STATED TASK A:
List every row below that contains the word "bathroom". Case counts.

PAGE EXCERPT:
↓

2017 Midterm

General overview

Assume a CS61 VM running the x86-64 architecture unless otherwise stated. If you get stuck, move on to the next question. If you’re confused, explain your thinking briefly for potential partial credit.

1. Sizes and alignments (10 points)

Here’s a test struct with n members. Assume an x86-64 machine, where each Ti either is a basic x86-64 type (e.g., int, char, double) or is a type derived from such types (e.g., arrays, structs, pointers, unions, possibly recursively), and assume that ai≤8 for all i.

struct test {
    T1 m1;      // sizeof(T1) == s1, __alignof__(T1) == a1
    T2 m2;      // sizeof(T2) == s2, __alignof__(T2) == a2
    ...
    Tn mn;      // sizeof(Tn) == sn, __alignof__(Tn) == an
};

In these questions, you will compare this struct with other structs that have the same members, but in other orders.

↑

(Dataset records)
↓

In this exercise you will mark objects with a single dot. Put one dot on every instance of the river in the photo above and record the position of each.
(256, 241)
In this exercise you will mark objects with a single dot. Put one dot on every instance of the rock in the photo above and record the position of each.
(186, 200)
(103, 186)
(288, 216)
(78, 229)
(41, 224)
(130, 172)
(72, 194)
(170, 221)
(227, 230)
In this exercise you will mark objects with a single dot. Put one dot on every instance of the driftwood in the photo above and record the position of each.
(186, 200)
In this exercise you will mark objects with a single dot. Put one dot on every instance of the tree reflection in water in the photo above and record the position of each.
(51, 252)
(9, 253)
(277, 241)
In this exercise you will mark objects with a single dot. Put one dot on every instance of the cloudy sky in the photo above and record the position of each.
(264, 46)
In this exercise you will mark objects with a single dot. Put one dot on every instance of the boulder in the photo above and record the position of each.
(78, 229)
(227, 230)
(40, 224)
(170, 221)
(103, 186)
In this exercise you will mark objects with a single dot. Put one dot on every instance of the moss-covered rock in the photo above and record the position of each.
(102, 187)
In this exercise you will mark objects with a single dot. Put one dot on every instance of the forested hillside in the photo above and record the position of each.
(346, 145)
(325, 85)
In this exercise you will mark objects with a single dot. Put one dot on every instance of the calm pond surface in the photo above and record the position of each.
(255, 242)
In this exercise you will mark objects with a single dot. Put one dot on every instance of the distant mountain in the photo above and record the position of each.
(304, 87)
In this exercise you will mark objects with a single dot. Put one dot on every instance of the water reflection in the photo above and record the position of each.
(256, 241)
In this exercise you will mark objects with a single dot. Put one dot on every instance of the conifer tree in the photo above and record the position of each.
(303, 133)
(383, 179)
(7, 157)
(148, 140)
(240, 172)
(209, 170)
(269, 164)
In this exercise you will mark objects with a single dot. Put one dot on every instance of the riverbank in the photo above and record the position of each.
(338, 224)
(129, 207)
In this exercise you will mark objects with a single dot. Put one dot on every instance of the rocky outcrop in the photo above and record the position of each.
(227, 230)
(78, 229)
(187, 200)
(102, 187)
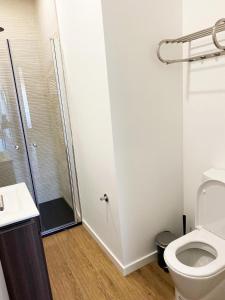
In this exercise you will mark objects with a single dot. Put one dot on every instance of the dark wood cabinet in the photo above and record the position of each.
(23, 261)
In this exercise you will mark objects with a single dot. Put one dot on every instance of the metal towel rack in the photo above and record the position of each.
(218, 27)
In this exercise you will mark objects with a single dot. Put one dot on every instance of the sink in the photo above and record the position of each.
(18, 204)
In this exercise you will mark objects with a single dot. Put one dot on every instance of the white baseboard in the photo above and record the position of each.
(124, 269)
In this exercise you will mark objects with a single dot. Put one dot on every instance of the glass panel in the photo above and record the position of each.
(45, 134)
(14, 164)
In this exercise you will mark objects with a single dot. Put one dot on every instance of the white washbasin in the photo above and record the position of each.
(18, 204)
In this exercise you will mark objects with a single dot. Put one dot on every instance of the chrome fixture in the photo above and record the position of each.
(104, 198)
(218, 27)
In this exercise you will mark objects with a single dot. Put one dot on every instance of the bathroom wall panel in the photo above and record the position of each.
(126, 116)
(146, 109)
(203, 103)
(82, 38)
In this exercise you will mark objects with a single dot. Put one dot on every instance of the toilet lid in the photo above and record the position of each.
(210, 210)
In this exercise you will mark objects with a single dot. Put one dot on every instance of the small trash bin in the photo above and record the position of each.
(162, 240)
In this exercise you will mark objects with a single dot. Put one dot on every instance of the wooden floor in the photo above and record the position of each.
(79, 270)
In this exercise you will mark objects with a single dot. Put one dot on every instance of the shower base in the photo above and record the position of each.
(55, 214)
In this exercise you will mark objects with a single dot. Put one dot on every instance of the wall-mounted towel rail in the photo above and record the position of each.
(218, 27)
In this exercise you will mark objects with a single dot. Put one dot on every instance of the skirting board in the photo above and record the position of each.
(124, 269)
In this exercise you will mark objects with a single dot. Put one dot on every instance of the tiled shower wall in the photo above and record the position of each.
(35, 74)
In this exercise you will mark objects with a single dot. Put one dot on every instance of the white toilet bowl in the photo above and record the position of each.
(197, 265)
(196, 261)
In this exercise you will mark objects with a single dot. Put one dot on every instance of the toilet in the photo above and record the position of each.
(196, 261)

↑
↓

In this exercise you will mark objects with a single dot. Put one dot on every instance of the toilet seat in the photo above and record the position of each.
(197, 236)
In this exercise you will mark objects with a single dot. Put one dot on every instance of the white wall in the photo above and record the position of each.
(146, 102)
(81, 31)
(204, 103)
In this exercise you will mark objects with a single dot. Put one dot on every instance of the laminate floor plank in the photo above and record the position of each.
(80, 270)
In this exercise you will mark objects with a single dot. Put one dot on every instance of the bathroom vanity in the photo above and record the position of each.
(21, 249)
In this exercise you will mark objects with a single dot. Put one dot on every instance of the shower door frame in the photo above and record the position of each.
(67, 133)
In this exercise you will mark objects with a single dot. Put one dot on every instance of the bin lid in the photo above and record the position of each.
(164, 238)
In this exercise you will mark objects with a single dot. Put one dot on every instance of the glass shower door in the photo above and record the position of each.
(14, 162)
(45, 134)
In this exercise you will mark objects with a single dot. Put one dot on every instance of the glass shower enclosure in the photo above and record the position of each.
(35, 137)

↑

STATED TASK B:
According to the midterm excerpt above, what machine and architecture should be assumed unless the exam says otherwise?

TASK ANSWER A:
In this exercise you will mark objects with a single dot. Put one dot on every instance of the bathroom wall panel in the photo above and record the position of each.
In this exercise you will mark objects with a single dot. Put one dot on every instance of the bathroom vanity in the photo above and record the position of each.

TASK ANSWER B:
A CS61 VM running the x86-64 architecture.